--- Reading passage ---

Patent law is far more logical and fair than you believe it to be. This doesn't mean that it can't have some outrageous outcomes when applied by (fallible) patent attorneys, examiners and judges. But remember this basic rule when mass media treat complex matters: when a headline is too complex to be true, then it possibly isn't.

The whole "biopiracy" issue is a red herring, and merely a stick to beat the TRIPS agreements. TRIPS is often presented as an evil plot by the US to impose lax patent granting standards on the Third World, when in fact, it has always been far, far easier to get a patent granted in almost any Third World country than in the US. The Indian Patent Office in particular is, as I said, ridiculously understaffed.
Now, the one type of patent which a number of developing nations (and even some developed ones) refused to grant before, and are now obliged to grant because of TRIPS are patents on (new and inventive) pharmaceutical compositions. Now, there are ethical reasons to debate whether pharma patents are good for developing countries, but it's also worth pointing that, in particular in India, a large generics industry flourished thanks to this exclusion, and that behind much of the vilification of TRIPS there is also a handful of very large generics makers which are no less profit-oriented than their Western counterparts.
posted by Skeptic at 4:43 PM on December 11, 2009


I figured that it was money that was the real subject being cast in a nationalistic light to move public opinion by one side in the debate. I also wasn't taken in by the notion of biopiracy, DNA sails across borders irrespective of Customs. What still strikes me as strange though (and to be clear I'm looking for clarification) is this: "You can patent both new compositions and new uses for existing compositions."
As I'm understanding it "new compositions" refers to either created or merely identified compositions. Patenting created compositions makes sense to me because they are, well, created. Patenting compositions, molecules and others that are pre-existing is insane.
Let me put it this way: in the view of patent law is there any compound or molecule, pre-existing or not, that can't be patented?
posted by vapidave at 6:13 PM on December 11, 2009


Awesome!

We need a notion of "national patents" where university researchers compete for grants to carry out all the trials and mostly complete the approval process, then any generic drug producer could get their particular manufacturing approved, and start selling the drug, with the proviso that all labor had to occur inside the country holding the patent. It'd create a level playing field among the different generic drug producers while removing the all advertising and publicity waste.
posted by jeffburdges at 7:58 AM on December 12, 2009


One of my colleagues wants to study a disease that has potential to harm US agriculture. The disease is currently in India, and he's been trying to get some isolates of the pathogen to study. The Indian government won't let him have any for fear that the US will try to patent something without cutting India in. Years have passed, and no progress has been made in the negotiations. India might be able to make this work if it had a more efficient bureaucracy.

--- Raw data ---

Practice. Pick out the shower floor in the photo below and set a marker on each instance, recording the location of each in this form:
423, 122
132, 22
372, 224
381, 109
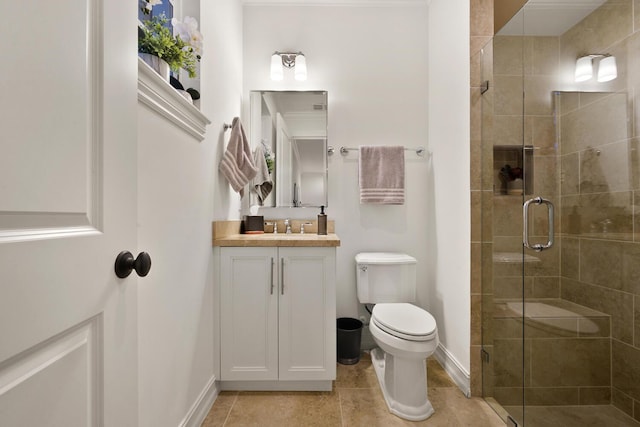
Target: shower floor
572, 416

--- Tasks and exercises ---
(1) List every username shown as posting a comment in the patent discussion.
(2) According to the patent discussion, which country's patent office is ridiculously understaffed?
(3) Return the part of the patent discussion starting at "posted by vapidave" and ending at "and publicity waste.", copied word for word.

--- Responses per task ---
(1)
Skeptic
vapidave
jeffburdges

(2) India's (the Indian Patent Office).

(3)
posted by vapidave at 6:13 PM on December 11, 2009


Awesome!

We need a notion of "national patents" where university researchers compete for grants to carry out all the trials and mostly complete the approval process, then any generic drug producer could get their particular manufacturing approved, and start selling the drug, with the proviso that all labor had to occur inside the country holding the patent. It'd create a level playing field among the different generic drug producers while removing the all advertising and publicity waste.